What is needed: Give again the lines from the line with "Please locate the" to the last line of the records, exactly and in full. Do not carry over any pictures.

The records:
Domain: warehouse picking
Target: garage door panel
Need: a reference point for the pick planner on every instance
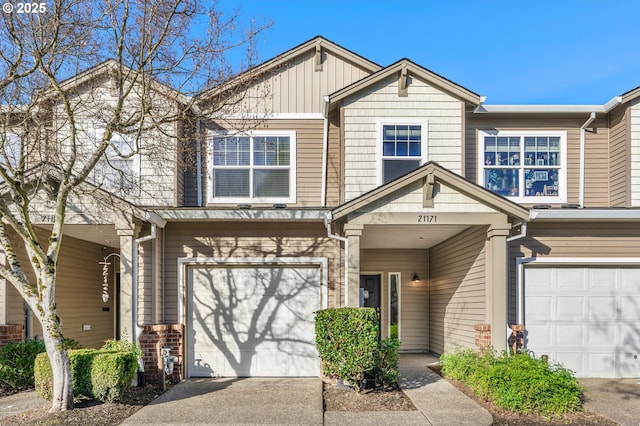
(568, 308)
(602, 308)
(253, 320)
(593, 327)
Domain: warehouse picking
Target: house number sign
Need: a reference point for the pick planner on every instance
(427, 218)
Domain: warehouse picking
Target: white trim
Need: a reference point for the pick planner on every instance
(292, 167)
(562, 168)
(424, 141)
(185, 262)
(399, 285)
(272, 116)
(571, 261)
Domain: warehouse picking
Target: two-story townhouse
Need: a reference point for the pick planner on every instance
(333, 181)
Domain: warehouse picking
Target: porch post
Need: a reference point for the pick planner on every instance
(126, 234)
(353, 234)
(496, 291)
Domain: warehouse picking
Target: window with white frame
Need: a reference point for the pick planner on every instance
(118, 171)
(258, 167)
(527, 166)
(403, 149)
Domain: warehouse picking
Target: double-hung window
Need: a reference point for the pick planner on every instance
(118, 171)
(403, 149)
(527, 166)
(258, 167)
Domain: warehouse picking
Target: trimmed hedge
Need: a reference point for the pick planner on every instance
(515, 381)
(16, 363)
(347, 341)
(96, 373)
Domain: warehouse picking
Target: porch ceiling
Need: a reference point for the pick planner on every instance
(407, 236)
(104, 235)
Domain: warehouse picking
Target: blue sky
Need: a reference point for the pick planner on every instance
(512, 52)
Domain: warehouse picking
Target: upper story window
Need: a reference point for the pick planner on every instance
(404, 148)
(118, 171)
(526, 166)
(259, 167)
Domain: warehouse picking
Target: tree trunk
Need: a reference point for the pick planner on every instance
(61, 368)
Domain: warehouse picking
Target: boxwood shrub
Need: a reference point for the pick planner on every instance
(518, 382)
(16, 364)
(96, 373)
(347, 341)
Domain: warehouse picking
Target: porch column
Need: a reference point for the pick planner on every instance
(496, 290)
(353, 234)
(126, 235)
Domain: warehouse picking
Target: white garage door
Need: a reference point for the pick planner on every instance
(587, 318)
(253, 321)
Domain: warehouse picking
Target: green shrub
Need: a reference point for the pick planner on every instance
(16, 363)
(517, 382)
(347, 339)
(100, 374)
(385, 371)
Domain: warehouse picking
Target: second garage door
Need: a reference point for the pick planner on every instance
(587, 318)
(253, 321)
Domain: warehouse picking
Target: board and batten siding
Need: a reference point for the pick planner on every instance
(380, 102)
(575, 240)
(414, 302)
(619, 157)
(296, 87)
(78, 292)
(597, 161)
(309, 133)
(243, 240)
(634, 130)
(457, 289)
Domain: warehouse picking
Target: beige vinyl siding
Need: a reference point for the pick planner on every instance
(562, 239)
(634, 128)
(619, 157)
(414, 303)
(245, 239)
(78, 293)
(425, 103)
(596, 146)
(309, 133)
(457, 289)
(296, 87)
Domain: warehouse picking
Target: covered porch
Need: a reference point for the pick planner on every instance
(429, 250)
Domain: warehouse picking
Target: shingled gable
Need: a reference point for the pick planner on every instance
(408, 67)
(315, 43)
(432, 172)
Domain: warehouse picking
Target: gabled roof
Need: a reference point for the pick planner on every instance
(112, 66)
(286, 57)
(444, 176)
(414, 69)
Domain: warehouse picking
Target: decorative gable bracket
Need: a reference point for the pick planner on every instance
(427, 190)
(402, 83)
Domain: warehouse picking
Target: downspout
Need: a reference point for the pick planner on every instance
(325, 151)
(582, 143)
(327, 224)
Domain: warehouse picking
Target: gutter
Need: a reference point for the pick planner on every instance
(327, 224)
(592, 117)
(325, 151)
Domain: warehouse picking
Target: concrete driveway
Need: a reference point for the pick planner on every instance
(617, 399)
(236, 401)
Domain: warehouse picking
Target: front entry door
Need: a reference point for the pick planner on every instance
(370, 296)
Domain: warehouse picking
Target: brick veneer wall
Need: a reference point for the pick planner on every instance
(152, 340)
(11, 333)
(483, 337)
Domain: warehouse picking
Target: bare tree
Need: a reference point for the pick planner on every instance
(59, 129)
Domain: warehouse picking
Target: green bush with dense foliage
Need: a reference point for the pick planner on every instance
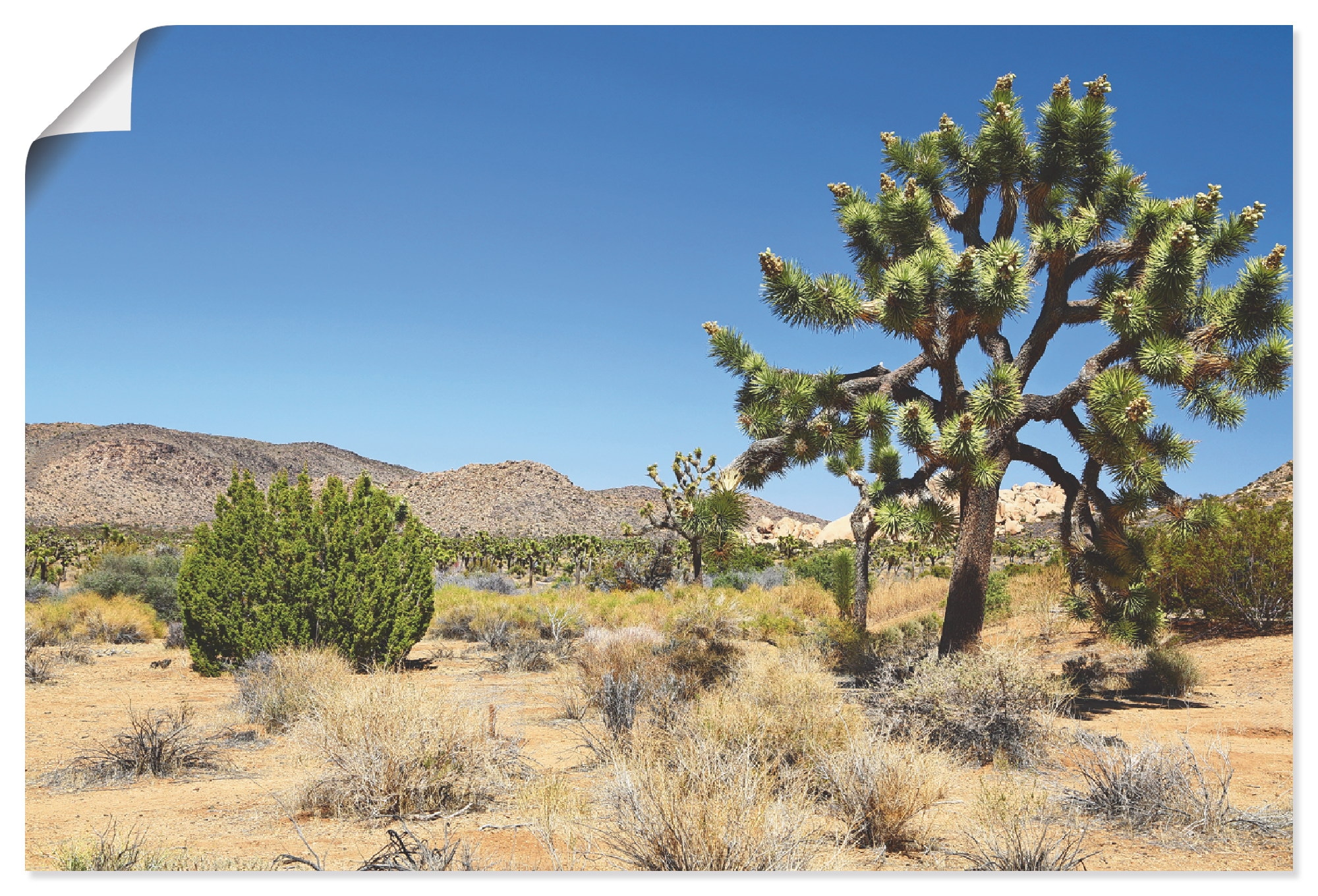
(1242, 571)
(347, 570)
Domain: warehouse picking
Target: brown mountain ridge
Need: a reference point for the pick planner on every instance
(148, 478)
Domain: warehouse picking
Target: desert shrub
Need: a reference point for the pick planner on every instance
(1018, 829)
(159, 744)
(76, 654)
(90, 617)
(38, 667)
(1168, 671)
(1087, 674)
(885, 656)
(455, 623)
(987, 704)
(36, 591)
(997, 598)
(350, 569)
(523, 656)
(710, 619)
(393, 749)
(882, 789)
(175, 638)
(619, 700)
(405, 852)
(151, 576)
(276, 690)
(494, 583)
(1160, 785)
(127, 851)
(834, 570)
(559, 624)
(686, 804)
(780, 708)
(1242, 571)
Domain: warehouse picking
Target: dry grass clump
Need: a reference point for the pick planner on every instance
(898, 598)
(686, 804)
(781, 710)
(407, 852)
(90, 617)
(117, 851)
(393, 750)
(994, 703)
(276, 690)
(1018, 828)
(160, 744)
(882, 789)
(1160, 785)
(1168, 671)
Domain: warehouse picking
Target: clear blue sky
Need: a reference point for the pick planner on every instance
(449, 246)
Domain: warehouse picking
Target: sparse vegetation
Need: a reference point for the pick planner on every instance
(1018, 829)
(882, 789)
(85, 616)
(1168, 671)
(391, 750)
(1157, 785)
(129, 851)
(159, 744)
(276, 690)
(997, 703)
(151, 576)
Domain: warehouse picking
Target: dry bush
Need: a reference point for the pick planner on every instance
(117, 851)
(894, 599)
(90, 617)
(175, 637)
(276, 690)
(712, 619)
(393, 749)
(686, 804)
(1166, 786)
(160, 744)
(781, 710)
(405, 852)
(989, 704)
(523, 656)
(558, 811)
(882, 789)
(1168, 671)
(1018, 829)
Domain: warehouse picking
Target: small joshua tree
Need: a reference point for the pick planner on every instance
(1088, 221)
(701, 507)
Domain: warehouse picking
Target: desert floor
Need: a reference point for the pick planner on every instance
(1245, 700)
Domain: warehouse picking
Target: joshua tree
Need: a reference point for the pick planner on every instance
(1146, 269)
(702, 508)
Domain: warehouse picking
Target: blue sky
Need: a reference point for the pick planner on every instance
(450, 246)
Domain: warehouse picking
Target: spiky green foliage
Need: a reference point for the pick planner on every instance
(1070, 215)
(350, 570)
(702, 507)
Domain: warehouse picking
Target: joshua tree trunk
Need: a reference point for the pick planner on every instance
(863, 530)
(965, 615)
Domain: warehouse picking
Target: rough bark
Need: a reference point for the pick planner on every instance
(863, 530)
(965, 613)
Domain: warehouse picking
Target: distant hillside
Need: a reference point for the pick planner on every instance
(148, 478)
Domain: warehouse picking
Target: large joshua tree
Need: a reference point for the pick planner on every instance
(1080, 226)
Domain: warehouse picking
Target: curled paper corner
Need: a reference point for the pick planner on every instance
(107, 105)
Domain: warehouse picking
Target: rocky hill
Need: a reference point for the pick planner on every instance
(148, 478)
(155, 479)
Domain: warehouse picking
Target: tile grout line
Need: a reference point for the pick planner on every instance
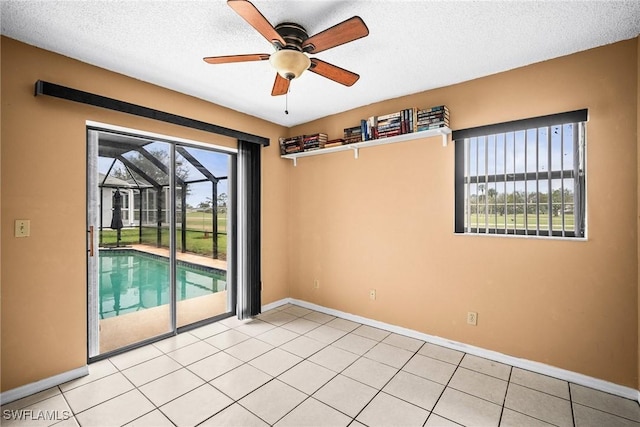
(504, 399)
(445, 389)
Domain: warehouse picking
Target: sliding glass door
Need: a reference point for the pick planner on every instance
(157, 222)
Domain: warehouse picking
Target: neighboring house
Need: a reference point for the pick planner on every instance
(130, 202)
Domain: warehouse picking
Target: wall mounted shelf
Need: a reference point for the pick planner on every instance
(443, 132)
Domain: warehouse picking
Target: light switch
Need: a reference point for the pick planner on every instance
(23, 227)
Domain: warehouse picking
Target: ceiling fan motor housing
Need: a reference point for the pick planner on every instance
(293, 34)
(289, 60)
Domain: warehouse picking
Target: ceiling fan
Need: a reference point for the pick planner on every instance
(291, 43)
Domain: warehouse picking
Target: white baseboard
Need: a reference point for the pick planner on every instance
(529, 365)
(41, 385)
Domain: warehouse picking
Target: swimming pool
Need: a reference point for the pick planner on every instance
(132, 280)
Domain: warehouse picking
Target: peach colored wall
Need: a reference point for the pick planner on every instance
(385, 222)
(43, 179)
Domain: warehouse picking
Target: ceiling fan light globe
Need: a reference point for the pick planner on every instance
(290, 64)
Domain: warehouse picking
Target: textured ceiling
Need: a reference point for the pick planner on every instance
(412, 46)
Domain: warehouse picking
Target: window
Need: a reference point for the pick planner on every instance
(525, 177)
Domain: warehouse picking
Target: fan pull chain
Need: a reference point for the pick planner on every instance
(286, 102)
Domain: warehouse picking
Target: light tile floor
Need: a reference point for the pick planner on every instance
(295, 367)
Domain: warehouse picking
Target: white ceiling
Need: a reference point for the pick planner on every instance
(412, 46)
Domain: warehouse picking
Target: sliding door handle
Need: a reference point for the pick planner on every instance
(91, 249)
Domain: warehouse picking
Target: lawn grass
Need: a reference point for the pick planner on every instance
(199, 239)
(518, 221)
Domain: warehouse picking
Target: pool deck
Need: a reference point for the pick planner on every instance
(191, 258)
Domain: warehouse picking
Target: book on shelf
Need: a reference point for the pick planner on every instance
(333, 143)
(291, 145)
(388, 125)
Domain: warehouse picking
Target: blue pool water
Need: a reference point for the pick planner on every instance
(131, 280)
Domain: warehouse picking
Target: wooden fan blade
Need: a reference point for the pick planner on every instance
(280, 86)
(252, 15)
(236, 58)
(333, 72)
(344, 32)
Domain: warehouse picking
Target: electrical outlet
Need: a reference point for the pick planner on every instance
(22, 228)
(472, 318)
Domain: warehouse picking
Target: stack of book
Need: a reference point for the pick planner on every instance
(432, 118)
(388, 125)
(333, 143)
(353, 134)
(291, 145)
(314, 141)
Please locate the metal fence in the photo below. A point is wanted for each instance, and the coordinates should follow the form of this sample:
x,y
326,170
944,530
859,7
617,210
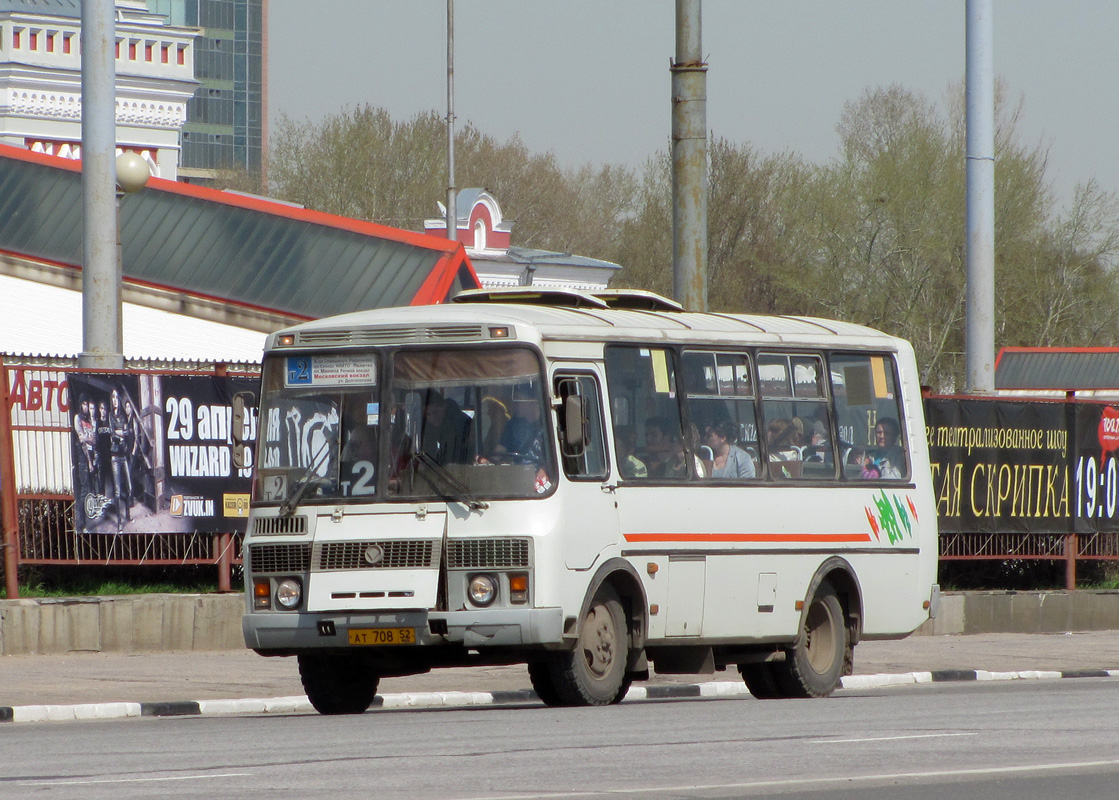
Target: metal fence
x,y
36,479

Worked solution:
Please locate the metal fence in the photo below. A point is wanted for each instance, and the coordinates should follow the form of this sample:
x,y
326,170
944,530
859,7
617,210
Target: metal fence
x,y
36,479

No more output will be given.